* Provided data *
•••
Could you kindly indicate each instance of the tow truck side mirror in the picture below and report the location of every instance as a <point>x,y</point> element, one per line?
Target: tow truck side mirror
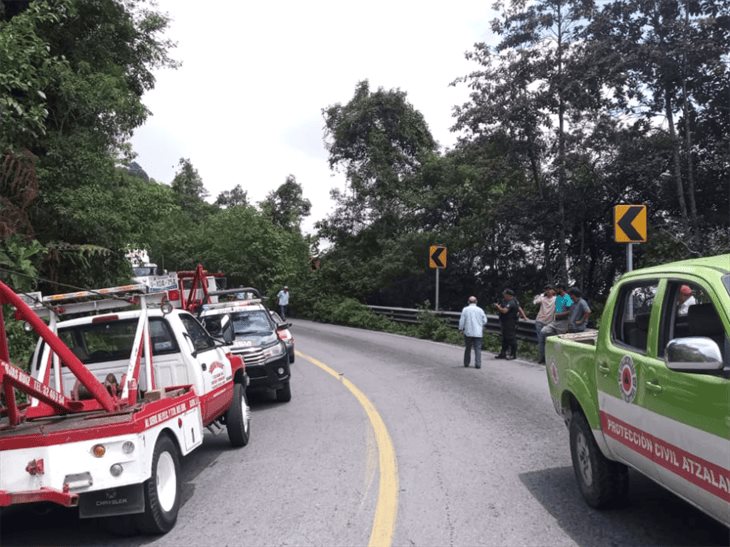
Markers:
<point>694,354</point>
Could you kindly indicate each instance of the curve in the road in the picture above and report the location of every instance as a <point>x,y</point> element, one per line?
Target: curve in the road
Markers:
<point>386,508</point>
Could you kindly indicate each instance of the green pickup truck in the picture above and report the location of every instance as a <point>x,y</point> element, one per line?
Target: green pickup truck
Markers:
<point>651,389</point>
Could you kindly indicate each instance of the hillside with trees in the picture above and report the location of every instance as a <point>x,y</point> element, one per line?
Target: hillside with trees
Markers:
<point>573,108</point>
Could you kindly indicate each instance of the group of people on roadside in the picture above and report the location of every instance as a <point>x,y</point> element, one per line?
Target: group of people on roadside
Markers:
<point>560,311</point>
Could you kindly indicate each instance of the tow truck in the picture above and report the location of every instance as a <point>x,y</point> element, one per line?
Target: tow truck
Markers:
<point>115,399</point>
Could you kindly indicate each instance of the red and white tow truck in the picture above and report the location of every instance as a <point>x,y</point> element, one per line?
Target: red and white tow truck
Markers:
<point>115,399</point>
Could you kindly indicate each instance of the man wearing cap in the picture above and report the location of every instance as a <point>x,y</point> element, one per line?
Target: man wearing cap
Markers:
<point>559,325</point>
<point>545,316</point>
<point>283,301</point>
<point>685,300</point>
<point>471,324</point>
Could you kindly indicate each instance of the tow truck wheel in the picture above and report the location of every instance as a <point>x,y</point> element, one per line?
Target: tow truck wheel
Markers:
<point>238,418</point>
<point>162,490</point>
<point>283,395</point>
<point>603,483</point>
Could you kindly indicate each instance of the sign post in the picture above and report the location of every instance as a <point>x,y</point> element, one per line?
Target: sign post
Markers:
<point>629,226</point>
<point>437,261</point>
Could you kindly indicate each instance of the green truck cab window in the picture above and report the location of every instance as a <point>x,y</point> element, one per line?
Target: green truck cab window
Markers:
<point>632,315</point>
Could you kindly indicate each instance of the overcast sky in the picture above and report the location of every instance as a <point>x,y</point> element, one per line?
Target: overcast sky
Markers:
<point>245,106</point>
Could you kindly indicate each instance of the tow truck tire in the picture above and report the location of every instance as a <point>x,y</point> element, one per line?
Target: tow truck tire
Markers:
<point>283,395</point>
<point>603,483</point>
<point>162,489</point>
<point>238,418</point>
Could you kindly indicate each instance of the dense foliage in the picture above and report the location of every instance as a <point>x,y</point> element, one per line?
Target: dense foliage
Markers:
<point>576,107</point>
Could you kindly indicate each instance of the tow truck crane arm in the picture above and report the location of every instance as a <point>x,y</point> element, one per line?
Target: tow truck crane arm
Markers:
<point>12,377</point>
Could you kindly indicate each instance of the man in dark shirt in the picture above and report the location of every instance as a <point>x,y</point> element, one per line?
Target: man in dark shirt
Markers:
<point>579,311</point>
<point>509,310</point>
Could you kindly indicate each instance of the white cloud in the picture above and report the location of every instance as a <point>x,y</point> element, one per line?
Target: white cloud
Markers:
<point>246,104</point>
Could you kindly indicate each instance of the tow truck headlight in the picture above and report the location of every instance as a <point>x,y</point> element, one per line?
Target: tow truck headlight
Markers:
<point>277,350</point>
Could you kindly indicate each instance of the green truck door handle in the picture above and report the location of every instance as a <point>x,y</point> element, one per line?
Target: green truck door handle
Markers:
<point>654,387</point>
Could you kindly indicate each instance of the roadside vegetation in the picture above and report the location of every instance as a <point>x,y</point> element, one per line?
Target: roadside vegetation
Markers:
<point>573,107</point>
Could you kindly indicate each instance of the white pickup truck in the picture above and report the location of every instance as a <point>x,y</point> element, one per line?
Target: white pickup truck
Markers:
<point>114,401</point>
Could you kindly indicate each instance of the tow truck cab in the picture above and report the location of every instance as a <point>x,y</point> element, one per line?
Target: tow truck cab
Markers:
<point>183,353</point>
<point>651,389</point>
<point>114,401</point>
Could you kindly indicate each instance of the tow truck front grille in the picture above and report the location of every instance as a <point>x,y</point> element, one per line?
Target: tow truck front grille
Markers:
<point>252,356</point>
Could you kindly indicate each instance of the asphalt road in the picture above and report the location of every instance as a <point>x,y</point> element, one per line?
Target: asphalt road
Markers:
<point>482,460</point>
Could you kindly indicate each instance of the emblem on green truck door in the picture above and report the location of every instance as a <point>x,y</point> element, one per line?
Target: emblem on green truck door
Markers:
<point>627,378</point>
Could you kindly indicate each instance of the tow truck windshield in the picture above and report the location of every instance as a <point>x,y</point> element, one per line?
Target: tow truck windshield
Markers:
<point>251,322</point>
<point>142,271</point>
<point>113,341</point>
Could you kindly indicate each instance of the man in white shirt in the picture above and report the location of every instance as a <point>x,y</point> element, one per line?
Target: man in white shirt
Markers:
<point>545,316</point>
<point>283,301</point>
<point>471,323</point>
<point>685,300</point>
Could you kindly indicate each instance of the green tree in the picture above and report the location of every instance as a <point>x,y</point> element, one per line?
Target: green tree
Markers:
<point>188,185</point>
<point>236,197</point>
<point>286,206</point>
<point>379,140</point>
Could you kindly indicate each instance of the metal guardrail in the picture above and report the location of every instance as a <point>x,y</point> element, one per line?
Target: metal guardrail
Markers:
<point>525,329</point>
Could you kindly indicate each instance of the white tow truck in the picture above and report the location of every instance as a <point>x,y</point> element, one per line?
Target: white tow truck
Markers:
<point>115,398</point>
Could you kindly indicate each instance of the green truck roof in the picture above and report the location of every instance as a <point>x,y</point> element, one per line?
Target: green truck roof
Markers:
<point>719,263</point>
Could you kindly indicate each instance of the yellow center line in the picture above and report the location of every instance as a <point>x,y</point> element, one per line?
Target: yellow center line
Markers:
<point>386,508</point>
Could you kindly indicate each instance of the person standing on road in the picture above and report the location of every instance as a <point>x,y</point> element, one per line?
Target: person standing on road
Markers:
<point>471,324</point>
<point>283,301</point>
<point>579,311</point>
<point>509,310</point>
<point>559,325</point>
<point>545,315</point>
•••
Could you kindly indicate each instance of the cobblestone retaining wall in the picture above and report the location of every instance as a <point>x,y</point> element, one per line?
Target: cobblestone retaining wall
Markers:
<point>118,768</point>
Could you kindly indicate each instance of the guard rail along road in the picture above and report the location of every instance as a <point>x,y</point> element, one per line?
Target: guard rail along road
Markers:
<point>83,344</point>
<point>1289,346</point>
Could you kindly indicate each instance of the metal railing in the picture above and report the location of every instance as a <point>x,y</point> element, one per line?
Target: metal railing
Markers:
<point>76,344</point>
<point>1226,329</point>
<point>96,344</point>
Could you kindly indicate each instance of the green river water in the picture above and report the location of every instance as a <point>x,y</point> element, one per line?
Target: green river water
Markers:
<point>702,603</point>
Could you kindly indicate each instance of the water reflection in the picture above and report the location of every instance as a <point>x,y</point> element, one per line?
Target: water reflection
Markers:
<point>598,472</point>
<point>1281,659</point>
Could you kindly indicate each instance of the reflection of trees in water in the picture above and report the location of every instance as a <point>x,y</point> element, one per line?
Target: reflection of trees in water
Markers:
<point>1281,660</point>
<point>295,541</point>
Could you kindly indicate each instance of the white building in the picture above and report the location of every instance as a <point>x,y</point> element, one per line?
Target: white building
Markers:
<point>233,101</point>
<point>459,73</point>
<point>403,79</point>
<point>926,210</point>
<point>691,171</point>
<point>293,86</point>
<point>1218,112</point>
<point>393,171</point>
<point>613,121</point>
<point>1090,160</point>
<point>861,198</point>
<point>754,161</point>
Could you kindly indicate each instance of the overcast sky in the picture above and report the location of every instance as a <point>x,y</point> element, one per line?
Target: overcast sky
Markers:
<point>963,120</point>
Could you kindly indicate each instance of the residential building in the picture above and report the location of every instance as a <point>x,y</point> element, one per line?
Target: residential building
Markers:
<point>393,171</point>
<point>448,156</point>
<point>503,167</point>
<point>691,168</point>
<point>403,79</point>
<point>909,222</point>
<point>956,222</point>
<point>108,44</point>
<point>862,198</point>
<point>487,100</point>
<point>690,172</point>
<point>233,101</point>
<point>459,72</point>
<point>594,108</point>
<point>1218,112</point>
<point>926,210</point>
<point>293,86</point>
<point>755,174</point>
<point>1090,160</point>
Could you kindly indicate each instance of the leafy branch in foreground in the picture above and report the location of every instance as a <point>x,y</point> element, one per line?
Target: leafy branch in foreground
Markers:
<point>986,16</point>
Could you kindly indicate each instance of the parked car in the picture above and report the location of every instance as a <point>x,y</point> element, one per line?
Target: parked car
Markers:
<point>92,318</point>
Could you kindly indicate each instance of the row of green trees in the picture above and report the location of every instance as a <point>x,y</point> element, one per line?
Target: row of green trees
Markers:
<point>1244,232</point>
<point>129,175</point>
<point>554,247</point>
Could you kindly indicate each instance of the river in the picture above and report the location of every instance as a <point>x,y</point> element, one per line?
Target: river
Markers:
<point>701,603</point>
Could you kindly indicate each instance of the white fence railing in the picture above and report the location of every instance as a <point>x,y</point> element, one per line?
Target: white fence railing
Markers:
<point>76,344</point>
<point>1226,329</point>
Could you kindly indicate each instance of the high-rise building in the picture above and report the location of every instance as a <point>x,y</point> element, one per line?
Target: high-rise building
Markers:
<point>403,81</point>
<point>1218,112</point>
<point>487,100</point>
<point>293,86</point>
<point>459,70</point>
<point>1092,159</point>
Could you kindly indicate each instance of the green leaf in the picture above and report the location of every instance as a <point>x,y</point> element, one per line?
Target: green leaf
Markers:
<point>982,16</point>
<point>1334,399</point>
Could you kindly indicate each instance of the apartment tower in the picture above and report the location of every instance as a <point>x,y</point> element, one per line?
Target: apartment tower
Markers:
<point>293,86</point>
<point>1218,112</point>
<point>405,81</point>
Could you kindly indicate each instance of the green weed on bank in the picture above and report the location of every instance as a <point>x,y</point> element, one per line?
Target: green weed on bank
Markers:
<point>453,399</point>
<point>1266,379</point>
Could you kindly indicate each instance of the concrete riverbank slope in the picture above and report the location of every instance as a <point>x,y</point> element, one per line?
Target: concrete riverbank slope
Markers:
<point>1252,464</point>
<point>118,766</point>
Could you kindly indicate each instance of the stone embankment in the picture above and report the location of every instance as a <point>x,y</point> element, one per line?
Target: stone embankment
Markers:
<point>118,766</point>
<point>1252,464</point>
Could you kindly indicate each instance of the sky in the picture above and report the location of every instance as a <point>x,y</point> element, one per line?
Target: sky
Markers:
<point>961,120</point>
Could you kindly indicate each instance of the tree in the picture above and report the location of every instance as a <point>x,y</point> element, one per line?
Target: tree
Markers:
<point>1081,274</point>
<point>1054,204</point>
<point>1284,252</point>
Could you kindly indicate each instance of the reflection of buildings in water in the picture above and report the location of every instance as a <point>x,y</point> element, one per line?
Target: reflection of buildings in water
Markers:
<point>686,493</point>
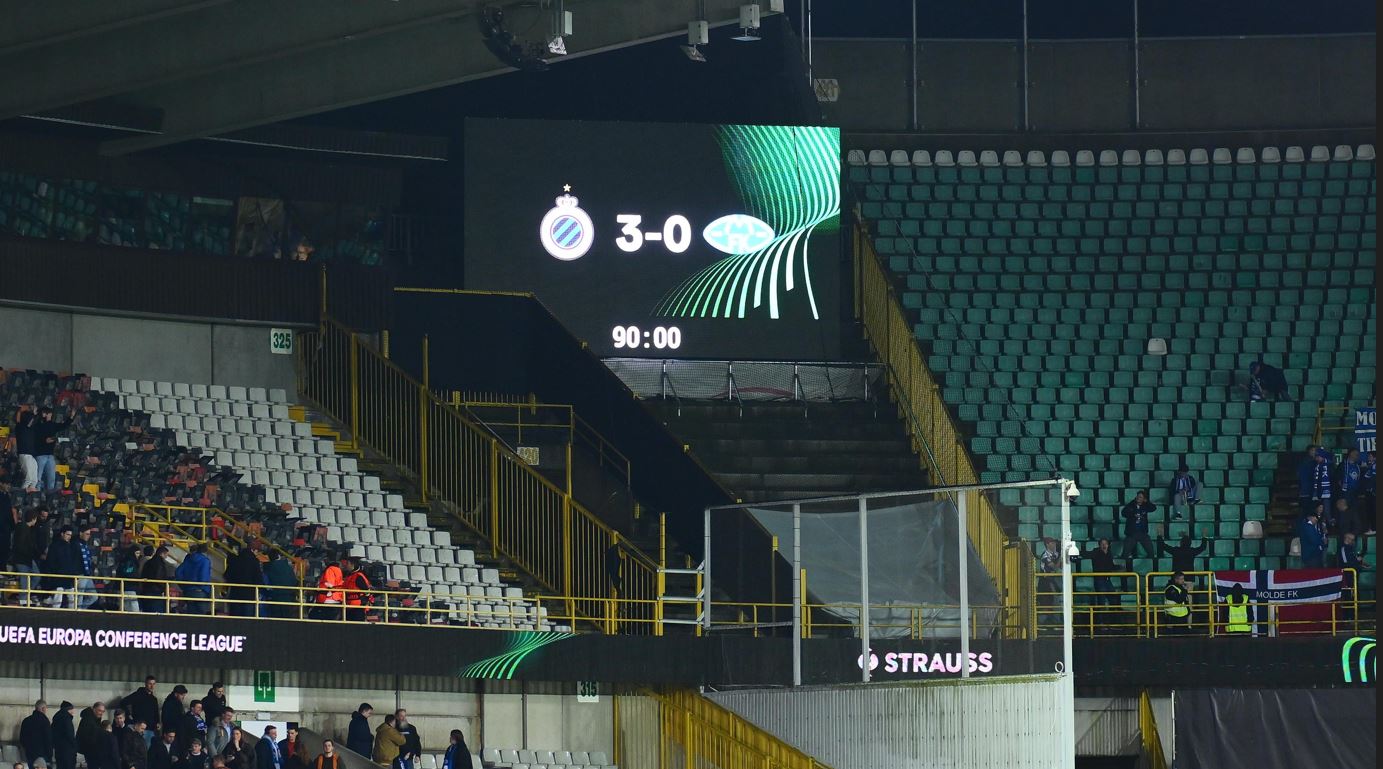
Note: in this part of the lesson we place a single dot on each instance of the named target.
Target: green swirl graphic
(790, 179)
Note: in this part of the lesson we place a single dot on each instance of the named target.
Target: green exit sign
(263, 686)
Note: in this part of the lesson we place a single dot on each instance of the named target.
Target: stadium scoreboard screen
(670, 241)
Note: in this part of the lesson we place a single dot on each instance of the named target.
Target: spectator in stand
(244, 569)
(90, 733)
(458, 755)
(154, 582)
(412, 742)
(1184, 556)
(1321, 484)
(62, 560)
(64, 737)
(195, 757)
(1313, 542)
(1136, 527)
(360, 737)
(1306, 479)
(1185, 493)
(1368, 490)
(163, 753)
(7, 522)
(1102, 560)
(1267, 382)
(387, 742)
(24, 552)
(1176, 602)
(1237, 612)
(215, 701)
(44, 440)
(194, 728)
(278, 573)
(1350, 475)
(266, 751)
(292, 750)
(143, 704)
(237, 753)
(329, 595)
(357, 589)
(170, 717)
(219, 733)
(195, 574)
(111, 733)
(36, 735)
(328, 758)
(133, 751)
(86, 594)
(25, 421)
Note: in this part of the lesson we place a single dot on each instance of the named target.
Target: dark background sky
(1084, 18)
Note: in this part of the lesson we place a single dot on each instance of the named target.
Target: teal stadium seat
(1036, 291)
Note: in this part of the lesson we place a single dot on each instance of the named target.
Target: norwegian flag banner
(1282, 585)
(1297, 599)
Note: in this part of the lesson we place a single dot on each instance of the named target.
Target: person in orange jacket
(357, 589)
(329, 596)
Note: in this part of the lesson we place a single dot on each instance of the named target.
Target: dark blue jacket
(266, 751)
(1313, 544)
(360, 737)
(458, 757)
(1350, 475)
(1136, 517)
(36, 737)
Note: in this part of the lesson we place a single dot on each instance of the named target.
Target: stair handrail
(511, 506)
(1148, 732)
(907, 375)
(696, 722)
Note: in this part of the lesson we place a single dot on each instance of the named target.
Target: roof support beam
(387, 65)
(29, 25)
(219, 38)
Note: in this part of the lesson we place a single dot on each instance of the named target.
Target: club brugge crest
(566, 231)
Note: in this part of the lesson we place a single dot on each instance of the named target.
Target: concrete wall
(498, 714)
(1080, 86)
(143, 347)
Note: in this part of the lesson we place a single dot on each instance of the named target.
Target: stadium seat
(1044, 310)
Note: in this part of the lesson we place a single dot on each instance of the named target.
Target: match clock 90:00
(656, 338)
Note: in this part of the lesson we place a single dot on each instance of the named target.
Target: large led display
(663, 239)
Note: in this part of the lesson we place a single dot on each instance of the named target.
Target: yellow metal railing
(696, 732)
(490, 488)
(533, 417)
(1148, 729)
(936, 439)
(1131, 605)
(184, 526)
•••
Tally the lines of the records holding the word "handle", then give only the resulting number.

2